ARTICLE:
------------------------------

Une nuit de décembre 1942 à Bordeaux : sur la Garonne, des hommes en kayak s’approchent avec précaution de navires marchands, posent des mines magnétiques et disparaissent dans l’obscurité, signant, dans le sud-ouest de la France, l’une des opérations commandos britanniques les plus audacieuses de la Seconde Guerre mondiale.

Nom de code : Frankton. Surnom : « coque de noix », tiré d’un livre et d’un film britanniques des années 1950 (The cockleshell heroes).

Quatre jours plus tôt, au soir du 7 décembre, dix « royal marines » aux visages noircis et en tenue de combat sortaient d’un sous-marin britannique près de l’entrée de l’estuaire de la Gironde.

Ils doivent remonter cet axe stratégique et très surveillé sur près de 100 km, dans une embarcation biplace d’environ 4,50 m, faite de toile et de contreplaqué, en pagayant de nuit à la faveur des marées et de la lune, dormant le jour sur la rive.

------------------------------

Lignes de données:
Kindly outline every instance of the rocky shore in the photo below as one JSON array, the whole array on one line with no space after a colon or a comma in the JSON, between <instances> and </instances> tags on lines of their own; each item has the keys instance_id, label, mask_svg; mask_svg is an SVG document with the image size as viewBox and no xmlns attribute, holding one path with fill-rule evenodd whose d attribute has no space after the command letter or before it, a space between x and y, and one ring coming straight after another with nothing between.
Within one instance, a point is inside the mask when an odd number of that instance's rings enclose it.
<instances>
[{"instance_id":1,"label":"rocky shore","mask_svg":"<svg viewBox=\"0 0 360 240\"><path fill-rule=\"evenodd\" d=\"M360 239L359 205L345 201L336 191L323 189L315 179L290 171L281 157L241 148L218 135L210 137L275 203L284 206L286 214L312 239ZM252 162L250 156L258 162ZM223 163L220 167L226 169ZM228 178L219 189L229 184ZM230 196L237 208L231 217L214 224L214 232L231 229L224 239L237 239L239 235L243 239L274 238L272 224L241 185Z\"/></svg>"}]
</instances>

------------------------------

OBJECTIF 1: D'après l'article sur l'opération Frankton, d'où sortent les dix « royal marines » le soir du 7 décembre ?
OBJECTIF 2: Rédigez la suite de l'article sur l'opération Frankton, à partir de sa dernière phrase.

RÉPONSE ATTENDUE 1: D'un sous-marin britannique, près de l'entrée de l'estuaire de la Gironde.

RÉPONSE ATTENDUE 2:
Leur objectif : faire sauter, dans le port de Bordeaux, des bateaux assurant un commerce de matières premières et d’armes entre Allemands et Japonais.

À peine entrés dans leur vingtaine pour la majorité d’entre eux, ces soldats ont emporté du thé, des rations de combat et un peu de rhum en cachette.

Les modalités de repli sont dangereusement simples : parcourir 160 km par leurs propres moyens jusqu’à Ruffec, petite localité près de la ligne de démarcation entre la France occupée et celle du régime de Vichy, et y prendre contact avec un réseau de passeurs résistants.

Les kayaks de l’opération Frankton. (Crédit : Domaine public)

« Commando de l’impossible » (François Boisnier, 2003), « Opération suicide » (Robert Lyman, 2012) : le raid voulu par le service des Opérations combinées de Lord Mountbatten et monté par le major Herbert Hasler est un pari risqué… et gagnant : au petit matin du 12, des explosions secouent cinq navires.

Mais le coût humain est élevé : seuls Hasler et son binôme William Sparks rentreront à Londres, plus de quatre mois après leur départ, au prix d’une longue fuite à pied, à vélo et en train jusqu’à Gibraltar.

« Impensable »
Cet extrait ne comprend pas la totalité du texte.